══ Available data ══

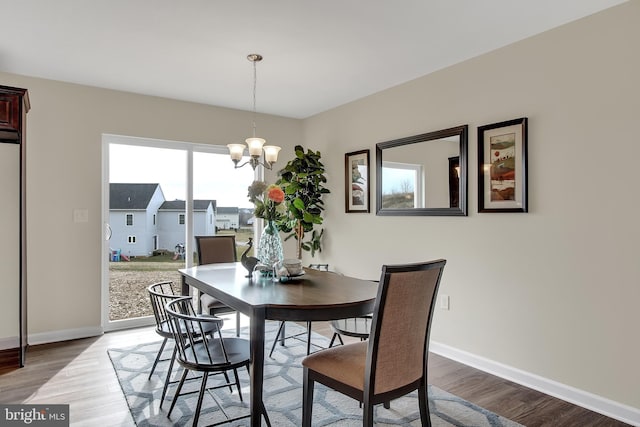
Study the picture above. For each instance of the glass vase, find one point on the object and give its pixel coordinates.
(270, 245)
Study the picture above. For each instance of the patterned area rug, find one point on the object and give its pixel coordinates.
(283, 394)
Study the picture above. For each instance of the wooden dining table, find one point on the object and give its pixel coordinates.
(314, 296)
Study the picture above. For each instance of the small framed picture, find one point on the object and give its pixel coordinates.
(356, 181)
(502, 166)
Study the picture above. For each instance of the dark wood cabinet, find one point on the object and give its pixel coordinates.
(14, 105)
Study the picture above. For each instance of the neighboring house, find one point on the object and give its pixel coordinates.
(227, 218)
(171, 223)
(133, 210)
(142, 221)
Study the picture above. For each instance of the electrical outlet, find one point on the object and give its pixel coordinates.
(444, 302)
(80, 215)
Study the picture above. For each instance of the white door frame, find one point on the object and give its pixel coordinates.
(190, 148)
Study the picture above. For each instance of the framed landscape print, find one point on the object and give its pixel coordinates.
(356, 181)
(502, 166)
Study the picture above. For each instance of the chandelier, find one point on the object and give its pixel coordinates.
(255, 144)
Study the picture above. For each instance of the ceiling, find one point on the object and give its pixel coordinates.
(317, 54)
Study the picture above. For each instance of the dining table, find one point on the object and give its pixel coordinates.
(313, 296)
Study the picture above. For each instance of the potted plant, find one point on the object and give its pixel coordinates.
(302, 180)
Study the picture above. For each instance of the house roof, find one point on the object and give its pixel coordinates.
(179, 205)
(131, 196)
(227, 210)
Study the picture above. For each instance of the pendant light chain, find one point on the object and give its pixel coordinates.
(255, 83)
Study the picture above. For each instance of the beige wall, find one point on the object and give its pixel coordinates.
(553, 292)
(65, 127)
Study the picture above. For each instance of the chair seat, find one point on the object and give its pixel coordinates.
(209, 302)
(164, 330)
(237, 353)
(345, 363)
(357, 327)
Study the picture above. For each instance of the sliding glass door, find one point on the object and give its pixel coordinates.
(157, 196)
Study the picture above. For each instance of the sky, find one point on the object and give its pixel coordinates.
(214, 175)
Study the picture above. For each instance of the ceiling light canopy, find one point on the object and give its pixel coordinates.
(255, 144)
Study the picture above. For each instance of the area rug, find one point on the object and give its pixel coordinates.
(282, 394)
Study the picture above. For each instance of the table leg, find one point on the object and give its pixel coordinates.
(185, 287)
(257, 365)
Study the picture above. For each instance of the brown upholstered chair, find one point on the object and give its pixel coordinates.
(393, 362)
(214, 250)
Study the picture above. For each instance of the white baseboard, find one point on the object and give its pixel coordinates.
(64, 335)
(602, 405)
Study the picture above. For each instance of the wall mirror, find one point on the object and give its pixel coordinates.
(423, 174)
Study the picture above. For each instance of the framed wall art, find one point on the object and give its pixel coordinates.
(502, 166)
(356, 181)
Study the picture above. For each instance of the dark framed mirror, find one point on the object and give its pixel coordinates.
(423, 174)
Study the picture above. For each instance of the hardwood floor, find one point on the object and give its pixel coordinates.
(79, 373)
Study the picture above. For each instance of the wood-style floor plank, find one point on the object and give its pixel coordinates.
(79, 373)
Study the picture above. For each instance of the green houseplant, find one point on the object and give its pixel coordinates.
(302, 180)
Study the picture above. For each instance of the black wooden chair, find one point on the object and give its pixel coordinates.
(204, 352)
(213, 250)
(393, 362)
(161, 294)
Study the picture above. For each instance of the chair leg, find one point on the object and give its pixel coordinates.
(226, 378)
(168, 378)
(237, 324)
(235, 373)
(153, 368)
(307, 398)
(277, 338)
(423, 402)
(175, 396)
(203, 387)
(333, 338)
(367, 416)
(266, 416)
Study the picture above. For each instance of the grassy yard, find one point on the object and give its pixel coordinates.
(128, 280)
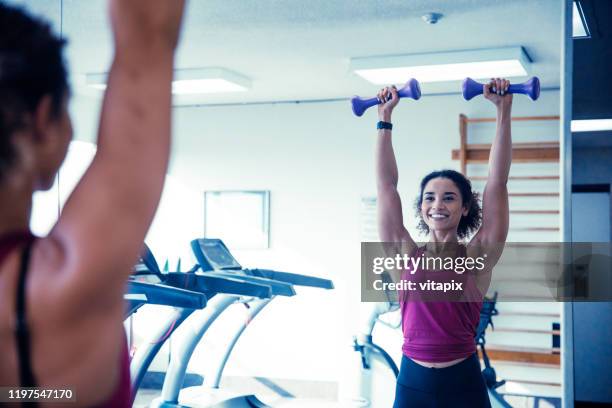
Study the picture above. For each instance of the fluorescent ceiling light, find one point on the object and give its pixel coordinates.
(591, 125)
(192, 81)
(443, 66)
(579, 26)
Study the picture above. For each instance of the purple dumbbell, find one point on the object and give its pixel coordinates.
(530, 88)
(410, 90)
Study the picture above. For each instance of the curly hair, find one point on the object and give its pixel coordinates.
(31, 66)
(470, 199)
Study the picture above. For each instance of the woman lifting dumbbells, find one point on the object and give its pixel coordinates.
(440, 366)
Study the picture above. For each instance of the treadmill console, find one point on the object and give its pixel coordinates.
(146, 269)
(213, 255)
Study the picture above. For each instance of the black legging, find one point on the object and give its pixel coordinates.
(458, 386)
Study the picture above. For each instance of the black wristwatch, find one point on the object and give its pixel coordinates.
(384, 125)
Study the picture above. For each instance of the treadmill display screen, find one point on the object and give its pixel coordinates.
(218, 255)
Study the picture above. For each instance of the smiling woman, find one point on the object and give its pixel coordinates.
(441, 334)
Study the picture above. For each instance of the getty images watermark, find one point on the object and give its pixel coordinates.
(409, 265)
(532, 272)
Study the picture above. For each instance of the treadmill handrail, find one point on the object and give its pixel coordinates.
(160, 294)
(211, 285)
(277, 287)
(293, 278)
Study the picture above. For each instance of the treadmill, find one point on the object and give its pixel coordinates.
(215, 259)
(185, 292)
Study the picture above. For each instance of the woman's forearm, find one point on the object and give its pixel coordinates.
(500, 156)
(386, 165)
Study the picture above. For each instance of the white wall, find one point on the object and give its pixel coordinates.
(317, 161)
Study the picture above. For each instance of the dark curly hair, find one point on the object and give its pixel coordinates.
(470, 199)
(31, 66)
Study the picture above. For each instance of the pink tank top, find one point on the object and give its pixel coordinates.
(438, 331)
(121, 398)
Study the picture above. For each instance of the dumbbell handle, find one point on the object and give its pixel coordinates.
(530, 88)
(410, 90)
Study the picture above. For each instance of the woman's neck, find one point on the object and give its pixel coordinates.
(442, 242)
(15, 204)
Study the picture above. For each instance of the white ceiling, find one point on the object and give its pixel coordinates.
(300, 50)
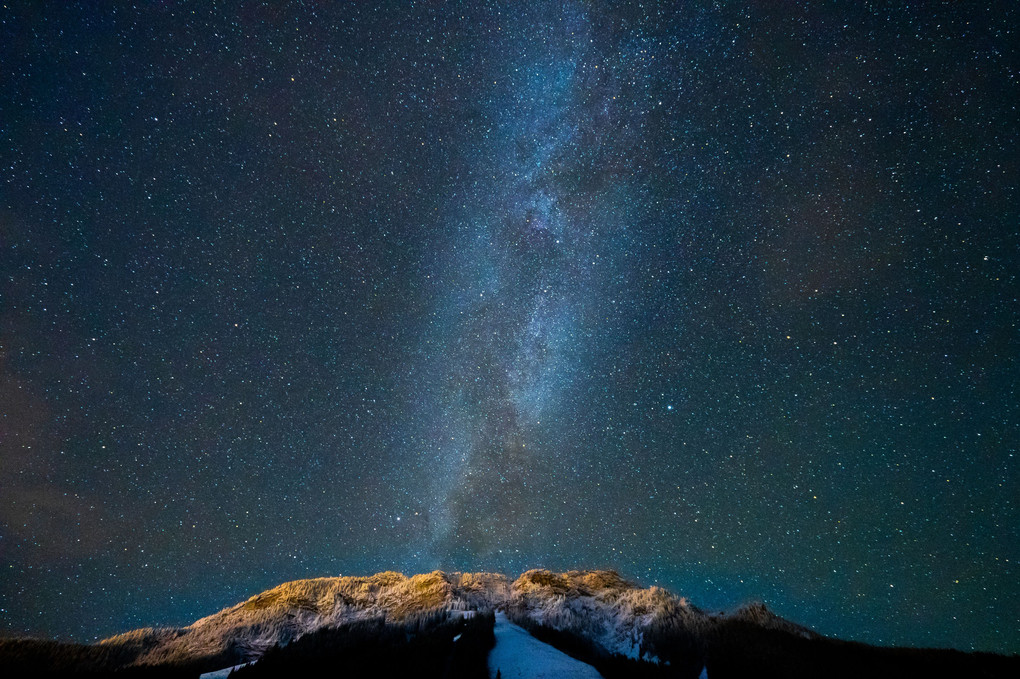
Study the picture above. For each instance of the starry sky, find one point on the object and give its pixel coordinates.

═══
══ Available data ══

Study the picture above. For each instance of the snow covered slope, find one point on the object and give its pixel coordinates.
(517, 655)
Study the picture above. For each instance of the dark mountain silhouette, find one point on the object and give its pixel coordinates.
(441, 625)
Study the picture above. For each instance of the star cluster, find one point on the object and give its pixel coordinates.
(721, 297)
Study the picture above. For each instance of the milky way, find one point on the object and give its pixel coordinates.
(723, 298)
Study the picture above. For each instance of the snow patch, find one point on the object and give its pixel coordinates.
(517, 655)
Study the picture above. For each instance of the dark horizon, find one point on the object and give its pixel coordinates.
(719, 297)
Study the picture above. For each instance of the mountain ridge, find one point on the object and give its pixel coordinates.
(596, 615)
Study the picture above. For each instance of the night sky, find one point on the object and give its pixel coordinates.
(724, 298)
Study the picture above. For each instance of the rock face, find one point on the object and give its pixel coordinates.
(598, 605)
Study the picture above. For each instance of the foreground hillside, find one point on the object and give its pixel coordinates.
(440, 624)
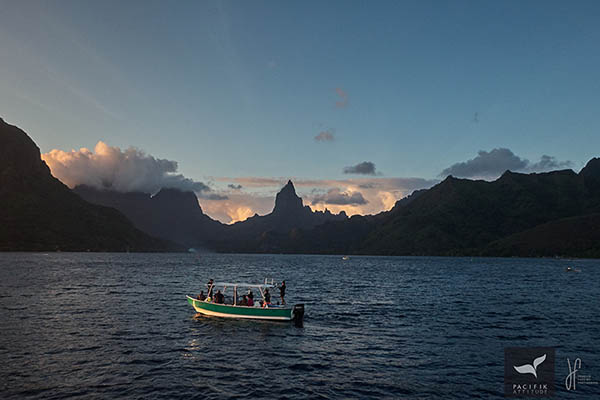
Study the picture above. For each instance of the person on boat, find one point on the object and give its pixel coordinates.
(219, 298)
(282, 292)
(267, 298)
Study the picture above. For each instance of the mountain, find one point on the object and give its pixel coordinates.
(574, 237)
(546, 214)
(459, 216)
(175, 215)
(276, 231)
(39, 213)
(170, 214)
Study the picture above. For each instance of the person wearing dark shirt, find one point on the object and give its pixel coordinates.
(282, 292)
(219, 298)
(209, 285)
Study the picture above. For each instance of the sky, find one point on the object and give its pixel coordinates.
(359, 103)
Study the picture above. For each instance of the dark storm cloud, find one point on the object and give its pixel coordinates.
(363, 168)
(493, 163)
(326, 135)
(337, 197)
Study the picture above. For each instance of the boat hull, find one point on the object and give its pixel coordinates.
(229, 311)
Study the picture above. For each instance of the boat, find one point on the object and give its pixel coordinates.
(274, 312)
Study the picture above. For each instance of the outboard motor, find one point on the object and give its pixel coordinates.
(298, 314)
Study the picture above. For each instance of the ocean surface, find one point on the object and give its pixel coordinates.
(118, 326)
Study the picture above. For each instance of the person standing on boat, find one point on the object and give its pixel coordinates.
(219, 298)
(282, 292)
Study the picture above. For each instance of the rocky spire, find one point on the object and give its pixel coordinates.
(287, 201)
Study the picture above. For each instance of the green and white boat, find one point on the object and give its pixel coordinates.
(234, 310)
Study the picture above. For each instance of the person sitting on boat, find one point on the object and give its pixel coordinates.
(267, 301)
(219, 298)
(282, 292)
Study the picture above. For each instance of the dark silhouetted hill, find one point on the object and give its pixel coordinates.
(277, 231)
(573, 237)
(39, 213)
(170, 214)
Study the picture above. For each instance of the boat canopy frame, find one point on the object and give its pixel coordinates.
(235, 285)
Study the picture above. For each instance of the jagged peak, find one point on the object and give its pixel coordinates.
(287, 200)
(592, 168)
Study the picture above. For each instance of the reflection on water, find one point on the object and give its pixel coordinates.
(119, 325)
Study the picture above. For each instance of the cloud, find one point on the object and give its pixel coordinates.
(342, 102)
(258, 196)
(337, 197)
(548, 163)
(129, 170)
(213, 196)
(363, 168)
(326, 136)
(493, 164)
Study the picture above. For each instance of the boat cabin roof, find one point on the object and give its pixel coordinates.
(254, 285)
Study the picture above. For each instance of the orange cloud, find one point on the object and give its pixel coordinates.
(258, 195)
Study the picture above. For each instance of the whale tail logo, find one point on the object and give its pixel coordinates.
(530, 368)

═══

*Required action:* What are the lines above from the one with "Study the picture above. For each instance of the dumbbell" to the one with "Study the picture above. For each instance of the starry", both included? Reproduce them exactly, without pictures.

*Task answer:*
Study the picture above. For each instance of the dumbbell handle, find one point on the object and give its pixel coordinates.
(530, 88)
(410, 90)
Study the picture above. For each instance of the woman's neck, find one point on the object and give its pixel coordinates.
(442, 242)
(15, 204)
Study the picture above. For each instance of the white ceiling, find one point on the object and give its pixel coordinates.
(300, 50)
Study the picture above. For each instance of the starry sky, find one point on the object and give its pixel coordinates.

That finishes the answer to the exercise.